• **Extracted text**
>> Start
Thursday, January 29, 2004

finished Drop City  last night, but i'm too tired and sick to talk about it right now.   i think people either really like Boyles' writing or really don't.  i'm going to let my thoughts stew on this.  but, here's a great site i found tonight, ReviewsOfBooks.com, reviews from periodicals all over the country, also England, gathered together into one site.  no more trundling around from site to site reading reviews, one stop shopping right here.

in windmills i promised i'd pass along my thoughts on the film of House of Sand and Fog.  eventually i will.  i started the other day, but just couldn't manage it.  let me just say right now, i'd give Ben Kingsley the Oscar.  but i haven't seen Mystic River yet, so what do i know?

Tuesday, January 27, 2004

Picture from Hometown

another one of those silly things from quizilla.com.  this one possibly of limited interest to my tiny readership.  "Which Western Feminist icon are you?" i liked it, though.  and am very pleased with my result:                          

    You are Simone de Beauvoir!  You spent years with Sartre, who was more famous than you at the time, but came into your own as you got older. Your seminal feminist work "The Second Sex" is a book that is still controversial, but many of us can't figure out why.  You kicked the early 20th century's ass, though!
>> End
• **Direction 1**
Count the lines in the records below that contain the word "white", and reply with that number alone.

• **Dataset entries**
>> Start
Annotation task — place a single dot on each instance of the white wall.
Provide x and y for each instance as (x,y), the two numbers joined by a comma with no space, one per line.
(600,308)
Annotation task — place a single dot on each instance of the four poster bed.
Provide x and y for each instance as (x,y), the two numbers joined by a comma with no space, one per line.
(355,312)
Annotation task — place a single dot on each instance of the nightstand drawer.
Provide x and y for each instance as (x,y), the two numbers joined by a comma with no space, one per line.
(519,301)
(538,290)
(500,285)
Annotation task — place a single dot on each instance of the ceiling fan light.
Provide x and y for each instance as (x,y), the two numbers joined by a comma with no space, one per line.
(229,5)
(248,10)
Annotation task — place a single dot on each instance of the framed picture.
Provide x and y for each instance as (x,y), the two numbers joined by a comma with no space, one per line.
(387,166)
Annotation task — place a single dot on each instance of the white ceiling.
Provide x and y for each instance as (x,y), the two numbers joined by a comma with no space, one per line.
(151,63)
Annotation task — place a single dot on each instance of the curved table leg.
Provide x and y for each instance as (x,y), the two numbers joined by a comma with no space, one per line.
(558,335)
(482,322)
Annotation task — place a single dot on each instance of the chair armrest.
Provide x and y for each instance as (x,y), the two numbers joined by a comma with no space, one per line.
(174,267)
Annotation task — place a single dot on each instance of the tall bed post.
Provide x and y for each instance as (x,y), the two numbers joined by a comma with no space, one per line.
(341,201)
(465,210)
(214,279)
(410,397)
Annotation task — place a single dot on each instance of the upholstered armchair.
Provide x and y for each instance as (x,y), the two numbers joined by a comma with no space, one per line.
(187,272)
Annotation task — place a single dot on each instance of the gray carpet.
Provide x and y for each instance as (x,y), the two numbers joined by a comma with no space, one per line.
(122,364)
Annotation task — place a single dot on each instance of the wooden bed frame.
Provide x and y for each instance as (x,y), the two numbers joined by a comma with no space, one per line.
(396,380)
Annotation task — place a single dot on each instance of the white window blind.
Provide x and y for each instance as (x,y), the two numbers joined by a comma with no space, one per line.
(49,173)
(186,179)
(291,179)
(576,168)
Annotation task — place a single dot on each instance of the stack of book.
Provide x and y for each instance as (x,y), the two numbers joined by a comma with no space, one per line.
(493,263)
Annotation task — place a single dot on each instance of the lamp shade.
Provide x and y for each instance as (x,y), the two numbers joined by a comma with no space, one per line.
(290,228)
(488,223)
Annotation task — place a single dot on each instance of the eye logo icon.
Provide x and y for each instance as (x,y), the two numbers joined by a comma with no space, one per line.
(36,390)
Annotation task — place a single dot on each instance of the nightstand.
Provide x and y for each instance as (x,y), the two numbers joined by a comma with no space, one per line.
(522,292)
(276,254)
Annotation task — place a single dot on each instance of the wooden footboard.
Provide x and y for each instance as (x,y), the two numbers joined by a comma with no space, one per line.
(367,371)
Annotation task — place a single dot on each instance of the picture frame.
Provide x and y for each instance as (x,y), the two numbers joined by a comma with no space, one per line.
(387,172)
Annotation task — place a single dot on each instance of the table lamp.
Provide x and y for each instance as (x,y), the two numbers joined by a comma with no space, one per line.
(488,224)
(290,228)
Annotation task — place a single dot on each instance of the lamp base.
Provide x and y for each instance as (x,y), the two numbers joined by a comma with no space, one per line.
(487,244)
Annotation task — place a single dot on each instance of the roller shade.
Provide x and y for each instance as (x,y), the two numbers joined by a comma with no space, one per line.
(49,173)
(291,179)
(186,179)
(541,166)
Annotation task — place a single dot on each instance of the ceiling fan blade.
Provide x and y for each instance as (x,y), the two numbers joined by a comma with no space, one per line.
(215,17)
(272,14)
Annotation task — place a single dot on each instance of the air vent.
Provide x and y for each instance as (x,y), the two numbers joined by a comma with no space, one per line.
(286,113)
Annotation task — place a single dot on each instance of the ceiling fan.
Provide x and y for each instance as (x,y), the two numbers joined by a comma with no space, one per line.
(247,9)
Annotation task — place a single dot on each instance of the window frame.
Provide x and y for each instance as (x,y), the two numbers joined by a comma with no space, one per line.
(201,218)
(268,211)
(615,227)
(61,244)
>> End
• **Direction 2**
Reproduce, word for word, the passage of the blog post above from "in windmills i" up to and including "what do i know?".

• **Exercise result 1**
3

• **Exercise result 2**
in windmills i promised i'd pass along my thoughts on the film of House of Sand and Fog.  eventually i will.  i started the other day, but just couldn't manage it.  let me just say right now, i'd give Ben Kingsley the Oscar.  but i haven't seen Mystic River yet, so what do i know?